» **Aim**
How many lines in the items below contain the string "vehicle", matching case exactly? Reply with the number only.

» **Exercise material**
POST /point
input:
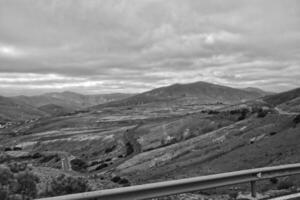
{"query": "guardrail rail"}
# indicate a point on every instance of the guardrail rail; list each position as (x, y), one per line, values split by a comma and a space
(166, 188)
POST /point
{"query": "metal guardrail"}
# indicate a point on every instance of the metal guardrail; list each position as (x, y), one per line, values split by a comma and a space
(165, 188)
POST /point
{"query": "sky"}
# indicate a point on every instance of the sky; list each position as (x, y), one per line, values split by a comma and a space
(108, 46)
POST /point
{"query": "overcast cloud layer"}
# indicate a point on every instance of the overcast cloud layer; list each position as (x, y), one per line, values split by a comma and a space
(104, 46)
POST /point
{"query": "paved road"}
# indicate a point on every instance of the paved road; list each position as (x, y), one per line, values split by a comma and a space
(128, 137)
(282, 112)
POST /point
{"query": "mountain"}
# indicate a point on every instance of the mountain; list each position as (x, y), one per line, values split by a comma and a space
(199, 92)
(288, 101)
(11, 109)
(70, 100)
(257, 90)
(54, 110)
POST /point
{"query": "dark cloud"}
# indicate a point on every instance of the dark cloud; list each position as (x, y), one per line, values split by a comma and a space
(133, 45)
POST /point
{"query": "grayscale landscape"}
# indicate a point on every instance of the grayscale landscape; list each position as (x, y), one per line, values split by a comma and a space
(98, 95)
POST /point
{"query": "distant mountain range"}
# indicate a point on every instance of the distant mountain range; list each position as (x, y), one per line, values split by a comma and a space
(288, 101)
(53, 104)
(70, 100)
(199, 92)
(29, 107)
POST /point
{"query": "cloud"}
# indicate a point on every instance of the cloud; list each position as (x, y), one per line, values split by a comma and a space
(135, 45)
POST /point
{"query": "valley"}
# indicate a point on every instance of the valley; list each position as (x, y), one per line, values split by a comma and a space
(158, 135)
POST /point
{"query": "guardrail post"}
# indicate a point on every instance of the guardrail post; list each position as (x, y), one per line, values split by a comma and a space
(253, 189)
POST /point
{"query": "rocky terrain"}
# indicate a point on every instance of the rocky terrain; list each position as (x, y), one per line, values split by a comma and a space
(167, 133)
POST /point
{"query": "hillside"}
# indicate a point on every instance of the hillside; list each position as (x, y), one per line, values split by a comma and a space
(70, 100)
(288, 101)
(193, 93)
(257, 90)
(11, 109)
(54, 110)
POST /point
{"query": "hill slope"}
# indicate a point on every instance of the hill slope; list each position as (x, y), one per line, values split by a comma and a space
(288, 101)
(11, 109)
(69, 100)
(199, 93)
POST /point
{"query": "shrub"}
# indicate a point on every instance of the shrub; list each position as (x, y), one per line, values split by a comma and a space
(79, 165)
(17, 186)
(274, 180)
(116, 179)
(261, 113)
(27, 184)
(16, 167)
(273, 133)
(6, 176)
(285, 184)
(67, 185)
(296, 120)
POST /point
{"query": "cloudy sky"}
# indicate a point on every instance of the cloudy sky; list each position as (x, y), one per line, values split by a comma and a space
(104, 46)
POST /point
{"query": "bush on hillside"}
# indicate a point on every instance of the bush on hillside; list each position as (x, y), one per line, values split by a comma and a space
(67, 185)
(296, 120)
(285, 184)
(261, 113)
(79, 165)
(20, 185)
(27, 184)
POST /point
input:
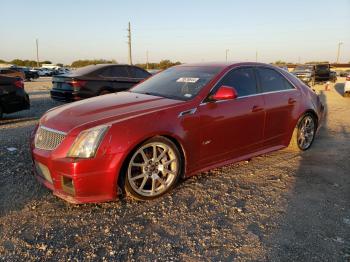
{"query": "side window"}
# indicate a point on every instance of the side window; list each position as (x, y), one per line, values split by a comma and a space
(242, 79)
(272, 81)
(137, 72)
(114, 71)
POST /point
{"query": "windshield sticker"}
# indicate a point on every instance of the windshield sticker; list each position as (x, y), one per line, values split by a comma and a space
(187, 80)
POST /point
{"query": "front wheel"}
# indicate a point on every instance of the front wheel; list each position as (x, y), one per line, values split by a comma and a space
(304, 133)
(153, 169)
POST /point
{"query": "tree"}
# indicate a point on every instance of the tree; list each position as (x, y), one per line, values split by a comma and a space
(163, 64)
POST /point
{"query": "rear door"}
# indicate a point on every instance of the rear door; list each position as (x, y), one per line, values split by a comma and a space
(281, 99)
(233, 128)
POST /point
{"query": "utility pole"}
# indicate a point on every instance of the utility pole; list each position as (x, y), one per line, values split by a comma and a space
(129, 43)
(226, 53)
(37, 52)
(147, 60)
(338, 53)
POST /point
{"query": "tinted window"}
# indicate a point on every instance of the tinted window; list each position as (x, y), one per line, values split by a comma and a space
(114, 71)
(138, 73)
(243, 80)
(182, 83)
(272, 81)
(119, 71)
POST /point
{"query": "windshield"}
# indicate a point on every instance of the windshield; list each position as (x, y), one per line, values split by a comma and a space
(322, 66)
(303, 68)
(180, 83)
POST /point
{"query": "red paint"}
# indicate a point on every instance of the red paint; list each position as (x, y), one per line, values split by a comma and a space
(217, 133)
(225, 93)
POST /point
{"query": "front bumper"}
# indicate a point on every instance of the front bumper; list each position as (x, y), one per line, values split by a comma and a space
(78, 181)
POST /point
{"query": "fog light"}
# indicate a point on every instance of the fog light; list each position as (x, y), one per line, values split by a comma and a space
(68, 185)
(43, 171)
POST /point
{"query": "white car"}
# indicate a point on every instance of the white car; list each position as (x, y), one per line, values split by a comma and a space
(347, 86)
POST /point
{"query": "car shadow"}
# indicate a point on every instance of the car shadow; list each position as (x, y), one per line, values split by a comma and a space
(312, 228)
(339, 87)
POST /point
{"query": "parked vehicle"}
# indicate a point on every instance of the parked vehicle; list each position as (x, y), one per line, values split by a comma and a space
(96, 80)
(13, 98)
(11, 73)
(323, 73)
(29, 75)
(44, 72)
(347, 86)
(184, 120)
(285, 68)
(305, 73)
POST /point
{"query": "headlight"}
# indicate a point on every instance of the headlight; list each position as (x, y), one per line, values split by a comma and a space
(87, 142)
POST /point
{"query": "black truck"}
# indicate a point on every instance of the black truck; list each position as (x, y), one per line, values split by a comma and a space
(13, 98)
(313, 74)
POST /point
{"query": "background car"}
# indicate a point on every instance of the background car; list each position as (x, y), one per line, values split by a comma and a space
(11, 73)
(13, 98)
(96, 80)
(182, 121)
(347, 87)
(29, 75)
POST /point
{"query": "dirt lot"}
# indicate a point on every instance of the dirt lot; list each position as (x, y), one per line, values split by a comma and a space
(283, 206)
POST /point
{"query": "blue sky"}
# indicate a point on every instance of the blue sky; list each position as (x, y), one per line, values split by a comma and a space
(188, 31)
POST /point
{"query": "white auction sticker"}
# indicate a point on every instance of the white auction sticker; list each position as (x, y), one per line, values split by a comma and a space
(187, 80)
--
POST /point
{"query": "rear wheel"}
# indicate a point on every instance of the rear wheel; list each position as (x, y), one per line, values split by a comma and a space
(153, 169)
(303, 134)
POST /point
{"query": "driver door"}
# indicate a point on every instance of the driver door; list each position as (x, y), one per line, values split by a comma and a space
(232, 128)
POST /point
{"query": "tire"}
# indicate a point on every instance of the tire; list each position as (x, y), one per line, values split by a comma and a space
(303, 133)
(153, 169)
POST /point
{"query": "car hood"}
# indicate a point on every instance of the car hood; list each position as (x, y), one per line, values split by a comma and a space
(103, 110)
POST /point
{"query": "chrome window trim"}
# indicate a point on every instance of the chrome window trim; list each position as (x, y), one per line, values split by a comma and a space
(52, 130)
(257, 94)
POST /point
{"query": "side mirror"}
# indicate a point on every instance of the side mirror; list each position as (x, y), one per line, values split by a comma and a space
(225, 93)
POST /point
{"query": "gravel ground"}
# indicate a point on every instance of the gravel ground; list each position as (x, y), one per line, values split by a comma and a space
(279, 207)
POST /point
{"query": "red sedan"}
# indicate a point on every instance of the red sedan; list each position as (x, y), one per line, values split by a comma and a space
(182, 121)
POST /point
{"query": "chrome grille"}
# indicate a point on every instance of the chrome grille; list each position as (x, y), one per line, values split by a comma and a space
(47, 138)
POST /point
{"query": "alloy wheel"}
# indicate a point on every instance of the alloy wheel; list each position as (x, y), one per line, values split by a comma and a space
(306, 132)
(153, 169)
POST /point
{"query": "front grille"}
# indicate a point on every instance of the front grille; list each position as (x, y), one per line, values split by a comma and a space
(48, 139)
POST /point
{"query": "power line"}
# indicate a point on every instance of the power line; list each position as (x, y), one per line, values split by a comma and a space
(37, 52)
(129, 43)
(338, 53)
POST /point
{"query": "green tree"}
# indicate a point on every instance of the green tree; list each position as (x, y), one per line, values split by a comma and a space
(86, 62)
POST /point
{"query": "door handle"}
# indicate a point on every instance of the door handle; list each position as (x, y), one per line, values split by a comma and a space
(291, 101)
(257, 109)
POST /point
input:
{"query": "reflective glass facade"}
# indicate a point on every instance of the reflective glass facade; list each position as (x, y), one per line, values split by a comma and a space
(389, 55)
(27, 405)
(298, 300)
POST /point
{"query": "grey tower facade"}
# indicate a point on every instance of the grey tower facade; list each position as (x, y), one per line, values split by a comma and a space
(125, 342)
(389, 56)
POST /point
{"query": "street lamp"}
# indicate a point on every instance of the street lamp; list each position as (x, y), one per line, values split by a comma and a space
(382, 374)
==
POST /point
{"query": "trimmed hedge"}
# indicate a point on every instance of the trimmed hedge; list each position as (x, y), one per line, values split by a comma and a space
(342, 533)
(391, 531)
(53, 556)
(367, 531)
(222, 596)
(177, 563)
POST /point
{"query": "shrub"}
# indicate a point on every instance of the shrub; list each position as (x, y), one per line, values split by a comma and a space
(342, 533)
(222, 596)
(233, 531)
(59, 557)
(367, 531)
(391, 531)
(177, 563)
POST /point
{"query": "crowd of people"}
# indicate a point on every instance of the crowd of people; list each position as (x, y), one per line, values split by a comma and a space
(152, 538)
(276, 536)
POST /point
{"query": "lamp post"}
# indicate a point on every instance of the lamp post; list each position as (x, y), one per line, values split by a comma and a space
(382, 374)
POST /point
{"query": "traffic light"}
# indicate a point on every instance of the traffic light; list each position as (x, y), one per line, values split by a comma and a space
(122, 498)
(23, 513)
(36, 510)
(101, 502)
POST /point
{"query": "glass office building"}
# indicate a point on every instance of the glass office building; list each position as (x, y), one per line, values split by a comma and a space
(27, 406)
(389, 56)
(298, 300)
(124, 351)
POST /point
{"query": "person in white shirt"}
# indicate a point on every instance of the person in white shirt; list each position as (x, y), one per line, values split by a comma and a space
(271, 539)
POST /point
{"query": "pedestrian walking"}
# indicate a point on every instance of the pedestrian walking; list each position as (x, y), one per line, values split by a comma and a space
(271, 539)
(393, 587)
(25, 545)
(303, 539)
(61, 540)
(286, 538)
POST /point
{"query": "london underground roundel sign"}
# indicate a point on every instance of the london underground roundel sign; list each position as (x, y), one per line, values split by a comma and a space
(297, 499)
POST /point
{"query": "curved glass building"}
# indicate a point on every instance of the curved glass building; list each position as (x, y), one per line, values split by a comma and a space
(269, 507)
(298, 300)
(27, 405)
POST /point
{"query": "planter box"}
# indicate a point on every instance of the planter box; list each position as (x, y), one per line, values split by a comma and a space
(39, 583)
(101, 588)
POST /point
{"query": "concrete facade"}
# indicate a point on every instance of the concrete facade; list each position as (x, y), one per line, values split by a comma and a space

» **Written solution**
2